Set problem:
Pick out each line in the records below that contains the word "mountain" and copy it.

*** Record set ***

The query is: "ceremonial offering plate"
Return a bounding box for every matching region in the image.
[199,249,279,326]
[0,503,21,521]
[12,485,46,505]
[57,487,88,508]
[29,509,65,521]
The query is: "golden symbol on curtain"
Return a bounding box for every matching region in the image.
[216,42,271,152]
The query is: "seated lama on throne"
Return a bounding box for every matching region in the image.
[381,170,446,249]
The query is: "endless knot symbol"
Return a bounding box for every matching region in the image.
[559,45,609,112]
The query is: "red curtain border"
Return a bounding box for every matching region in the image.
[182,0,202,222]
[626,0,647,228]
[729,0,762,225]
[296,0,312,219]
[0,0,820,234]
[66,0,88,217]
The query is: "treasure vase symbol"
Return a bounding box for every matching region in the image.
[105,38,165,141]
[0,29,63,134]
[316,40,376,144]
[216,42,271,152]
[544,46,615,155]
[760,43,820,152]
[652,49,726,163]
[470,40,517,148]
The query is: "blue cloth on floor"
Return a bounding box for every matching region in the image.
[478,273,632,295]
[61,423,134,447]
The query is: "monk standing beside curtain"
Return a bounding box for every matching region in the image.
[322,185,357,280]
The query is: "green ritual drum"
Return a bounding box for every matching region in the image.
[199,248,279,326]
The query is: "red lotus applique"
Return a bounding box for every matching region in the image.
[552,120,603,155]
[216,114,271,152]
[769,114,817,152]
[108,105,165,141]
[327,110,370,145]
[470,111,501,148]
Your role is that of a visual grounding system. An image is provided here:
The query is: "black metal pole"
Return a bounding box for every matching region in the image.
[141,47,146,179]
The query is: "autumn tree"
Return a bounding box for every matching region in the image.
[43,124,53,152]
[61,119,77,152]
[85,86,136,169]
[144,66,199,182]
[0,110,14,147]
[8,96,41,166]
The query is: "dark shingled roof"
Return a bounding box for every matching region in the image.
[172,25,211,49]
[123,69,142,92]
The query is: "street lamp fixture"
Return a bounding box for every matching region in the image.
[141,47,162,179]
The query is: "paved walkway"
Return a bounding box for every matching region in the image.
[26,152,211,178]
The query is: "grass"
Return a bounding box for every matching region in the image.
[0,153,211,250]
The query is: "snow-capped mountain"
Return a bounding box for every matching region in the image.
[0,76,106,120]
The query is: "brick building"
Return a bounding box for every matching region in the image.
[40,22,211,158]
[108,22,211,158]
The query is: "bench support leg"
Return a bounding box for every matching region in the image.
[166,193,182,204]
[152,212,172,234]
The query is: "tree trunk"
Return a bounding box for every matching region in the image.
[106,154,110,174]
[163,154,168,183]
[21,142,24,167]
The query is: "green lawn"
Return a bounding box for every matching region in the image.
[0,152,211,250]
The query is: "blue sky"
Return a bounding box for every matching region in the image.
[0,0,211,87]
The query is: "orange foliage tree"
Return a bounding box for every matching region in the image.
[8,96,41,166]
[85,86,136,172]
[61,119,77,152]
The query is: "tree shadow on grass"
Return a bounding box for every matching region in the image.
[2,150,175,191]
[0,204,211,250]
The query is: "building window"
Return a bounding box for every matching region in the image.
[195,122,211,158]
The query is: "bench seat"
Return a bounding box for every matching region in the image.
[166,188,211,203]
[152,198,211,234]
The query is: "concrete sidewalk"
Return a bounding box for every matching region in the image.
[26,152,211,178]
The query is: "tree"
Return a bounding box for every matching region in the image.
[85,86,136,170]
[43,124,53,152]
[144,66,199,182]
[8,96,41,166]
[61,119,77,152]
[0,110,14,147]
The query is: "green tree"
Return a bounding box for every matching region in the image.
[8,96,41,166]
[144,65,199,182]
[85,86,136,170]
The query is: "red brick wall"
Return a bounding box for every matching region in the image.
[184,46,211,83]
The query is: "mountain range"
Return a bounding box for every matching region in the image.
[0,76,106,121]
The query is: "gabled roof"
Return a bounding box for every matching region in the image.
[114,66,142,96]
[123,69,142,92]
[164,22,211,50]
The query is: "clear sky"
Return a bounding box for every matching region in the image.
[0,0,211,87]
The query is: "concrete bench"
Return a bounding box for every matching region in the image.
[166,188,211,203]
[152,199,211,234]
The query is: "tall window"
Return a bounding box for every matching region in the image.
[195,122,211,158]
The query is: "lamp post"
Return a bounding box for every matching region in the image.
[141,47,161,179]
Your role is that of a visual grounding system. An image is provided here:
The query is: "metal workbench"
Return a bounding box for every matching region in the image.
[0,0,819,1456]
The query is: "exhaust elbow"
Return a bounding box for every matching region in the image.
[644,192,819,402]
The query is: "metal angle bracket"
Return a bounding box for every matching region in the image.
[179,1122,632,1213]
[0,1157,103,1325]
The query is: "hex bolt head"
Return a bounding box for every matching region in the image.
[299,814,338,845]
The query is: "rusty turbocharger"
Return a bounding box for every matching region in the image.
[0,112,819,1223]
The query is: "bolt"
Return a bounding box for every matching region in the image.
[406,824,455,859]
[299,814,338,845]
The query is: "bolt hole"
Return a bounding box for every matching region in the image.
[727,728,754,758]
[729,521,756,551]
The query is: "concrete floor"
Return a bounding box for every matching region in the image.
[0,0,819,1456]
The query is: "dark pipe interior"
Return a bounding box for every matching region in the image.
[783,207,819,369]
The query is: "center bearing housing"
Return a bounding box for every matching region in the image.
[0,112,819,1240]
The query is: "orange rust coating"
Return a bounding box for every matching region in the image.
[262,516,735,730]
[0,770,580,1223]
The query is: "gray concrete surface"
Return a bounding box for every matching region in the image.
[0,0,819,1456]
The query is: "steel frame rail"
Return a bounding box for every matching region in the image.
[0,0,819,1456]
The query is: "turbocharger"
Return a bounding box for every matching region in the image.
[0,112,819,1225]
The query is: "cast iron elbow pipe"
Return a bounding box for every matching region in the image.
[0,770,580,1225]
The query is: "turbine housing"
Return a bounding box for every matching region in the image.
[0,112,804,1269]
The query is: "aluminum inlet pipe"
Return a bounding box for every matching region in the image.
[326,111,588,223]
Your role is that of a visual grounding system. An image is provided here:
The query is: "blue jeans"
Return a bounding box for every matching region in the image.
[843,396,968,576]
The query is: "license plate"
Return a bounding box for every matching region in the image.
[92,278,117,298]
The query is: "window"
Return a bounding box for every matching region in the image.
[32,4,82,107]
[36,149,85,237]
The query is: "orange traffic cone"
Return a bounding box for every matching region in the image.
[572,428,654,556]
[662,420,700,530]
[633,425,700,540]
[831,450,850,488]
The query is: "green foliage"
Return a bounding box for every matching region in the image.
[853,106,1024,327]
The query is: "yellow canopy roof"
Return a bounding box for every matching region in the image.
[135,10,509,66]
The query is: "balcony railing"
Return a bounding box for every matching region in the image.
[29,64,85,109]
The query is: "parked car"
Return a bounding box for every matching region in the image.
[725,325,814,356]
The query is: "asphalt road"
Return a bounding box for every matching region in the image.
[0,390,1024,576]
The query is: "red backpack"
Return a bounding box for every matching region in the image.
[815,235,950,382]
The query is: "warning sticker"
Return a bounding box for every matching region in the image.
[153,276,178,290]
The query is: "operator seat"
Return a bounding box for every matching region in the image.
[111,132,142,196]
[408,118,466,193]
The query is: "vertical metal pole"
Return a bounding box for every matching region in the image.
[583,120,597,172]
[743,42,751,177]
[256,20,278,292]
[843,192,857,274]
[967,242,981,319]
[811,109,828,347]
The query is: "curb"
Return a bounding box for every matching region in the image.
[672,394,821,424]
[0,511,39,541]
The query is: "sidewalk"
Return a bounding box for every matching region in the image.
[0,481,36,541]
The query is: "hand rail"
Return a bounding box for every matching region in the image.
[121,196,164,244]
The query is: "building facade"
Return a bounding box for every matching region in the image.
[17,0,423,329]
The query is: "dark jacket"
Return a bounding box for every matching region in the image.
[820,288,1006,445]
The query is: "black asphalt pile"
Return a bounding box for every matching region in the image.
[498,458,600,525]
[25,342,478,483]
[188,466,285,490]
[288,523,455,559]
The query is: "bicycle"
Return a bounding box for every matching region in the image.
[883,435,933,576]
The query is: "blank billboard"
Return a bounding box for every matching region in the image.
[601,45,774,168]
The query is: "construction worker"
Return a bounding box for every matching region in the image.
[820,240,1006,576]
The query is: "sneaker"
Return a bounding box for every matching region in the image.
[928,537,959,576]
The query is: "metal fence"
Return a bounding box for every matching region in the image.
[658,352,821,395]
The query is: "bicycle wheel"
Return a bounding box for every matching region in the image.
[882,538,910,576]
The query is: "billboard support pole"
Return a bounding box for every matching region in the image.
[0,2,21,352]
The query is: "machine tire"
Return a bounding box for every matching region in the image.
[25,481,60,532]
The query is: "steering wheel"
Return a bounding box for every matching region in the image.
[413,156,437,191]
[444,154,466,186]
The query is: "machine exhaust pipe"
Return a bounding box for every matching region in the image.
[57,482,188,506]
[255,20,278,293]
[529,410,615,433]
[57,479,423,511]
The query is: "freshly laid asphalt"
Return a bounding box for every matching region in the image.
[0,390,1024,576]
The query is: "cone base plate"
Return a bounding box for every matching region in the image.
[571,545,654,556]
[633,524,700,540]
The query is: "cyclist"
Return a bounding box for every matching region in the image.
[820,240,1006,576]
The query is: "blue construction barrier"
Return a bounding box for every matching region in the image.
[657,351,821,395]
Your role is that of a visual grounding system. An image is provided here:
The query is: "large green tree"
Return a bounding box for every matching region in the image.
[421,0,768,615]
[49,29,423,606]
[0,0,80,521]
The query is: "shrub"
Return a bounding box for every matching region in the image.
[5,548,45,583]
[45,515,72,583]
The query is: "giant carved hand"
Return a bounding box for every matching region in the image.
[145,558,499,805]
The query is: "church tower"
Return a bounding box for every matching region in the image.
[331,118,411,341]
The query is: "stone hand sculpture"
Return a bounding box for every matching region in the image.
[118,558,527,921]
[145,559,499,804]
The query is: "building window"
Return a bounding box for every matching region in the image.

***

Task answer:
The query is: "snow-capped mountain"
The query is: "mountain range"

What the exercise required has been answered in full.